## TASK
Once you have read the entries, copy all of them exactly.

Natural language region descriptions
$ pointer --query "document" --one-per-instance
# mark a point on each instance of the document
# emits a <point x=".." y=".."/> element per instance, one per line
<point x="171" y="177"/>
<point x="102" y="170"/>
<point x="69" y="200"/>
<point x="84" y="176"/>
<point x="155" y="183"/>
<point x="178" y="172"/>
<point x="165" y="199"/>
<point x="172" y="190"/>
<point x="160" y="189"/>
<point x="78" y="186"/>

## SOLUTION FOR THIS TASK
$ pointer --query "document" --one-per-instance
# mark a point on each instance of the document
# emits a <point x=".." y=".."/> element per instance, one per line
<point x="171" y="177"/>
<point x="102" y="170"/>
<point x="69" y="200"/>
<point x="84" y="176"/>
<point x="155" y="183"/>
<point x="178" y="172"/>
<point x="165" y="199"/>
<point x="172" y="190"/>
<point x="160" y="189"/>
<point x="78" y="186"/>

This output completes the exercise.